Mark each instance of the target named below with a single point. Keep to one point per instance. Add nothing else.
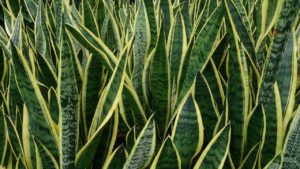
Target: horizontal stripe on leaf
(159, 85)
(241, 26)
(205, 101)
(282, 28)
(256, 127)
(215, 153)
(40, 122)
(68, 98)
(201, 49)
(188, 132)
(291, 154)
(167, 156)
(140, 47)
(117, 159)
(104, 112)
(143, 150)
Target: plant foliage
(149, 84)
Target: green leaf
(167, 156)
(282, 28)
(104, 111)
(205, 101)
(40, 122)
(140, 47)
(215, 153)
(159, 85)
(201, 50)
(188, 129)
(166, 8)
(177, 47)
(286, 75)
(237, 95)
(117, 159)
(250, 160)
(68, 99)
(13, 6)
(240, 26)
(275, 163)
(143, 150)
(291, 154)
(256, 127)
(90, 89)
(186, 17)
(2, 132)
(152, 23)
(89, 20)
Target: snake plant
(159, 84)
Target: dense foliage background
(149, 84)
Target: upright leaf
(159, 85)
(69, 121)
(201, 50)
(188, 131)
(143, 150)
(282, 28)
(140, 47)
(291, 154)
(215, 153)
(167, 156)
────────────────
> **EXERCISE AIM**: Emit verbatim the lines running from the one with "Target: plant foliage" through the last line of the data, both endpoints inclusive.

> **TASK RESULT**:
Target: plant foliage
(149, 84)
Target: green leaf
(167, 156)
(282, 28)
(104, 111)
(205, 101)
(40, 122)
(140, 47)
(215, 153)
(159, 85)
(201, 50)
(188, 129)
(166, 8)
(177, 47)
(286, 75)
(237, 95)
(117, 159)
(250, 160)
(68, 99)
(13, 6)
(240, 26)
(275, 163)
(143, 150)
(291, 154)
(256, 127)
(90, 89)
(186, 17)
(2, 132)
(152, 23)
(89, 20)
Target: snake plant
(159, 84)
Target: dense foliage background
(149, 84)
Target: upright leaf
(159, 85)
(69, 121)
(201, 50)
(188, 131)
(143, 150)
(282, 28)
(140, 47)
(291, 154)
(215, 153)
(167, 156)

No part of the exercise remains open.